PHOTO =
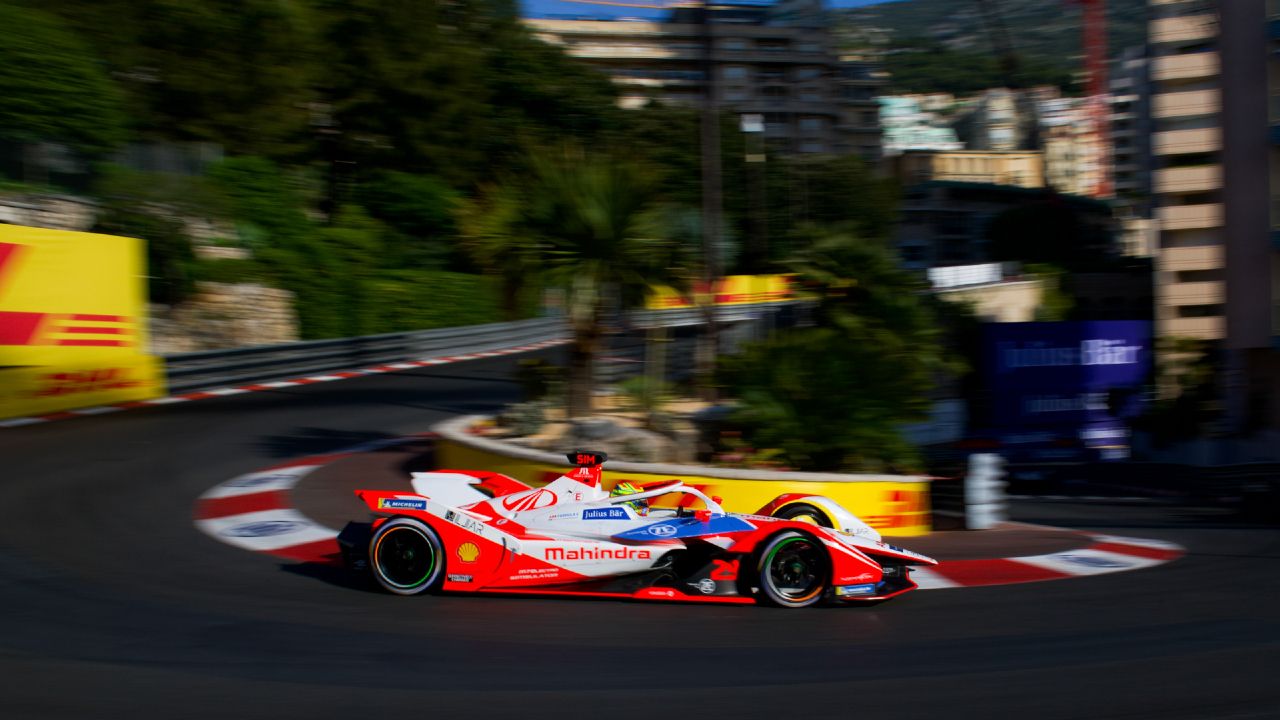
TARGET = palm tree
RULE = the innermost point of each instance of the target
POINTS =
(589, 224)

◆ ◆ ◆ ◆ ◆ ◆ ◆

- TASK BRIEF
Transcribe, without alteration, the line that contains "RULE = the innermost" together with all lines after it in the listing above.

- RESULT OF THIS EXERCISE
RULE = the innermost point of each instance of the target
POINTS =
(589, 224)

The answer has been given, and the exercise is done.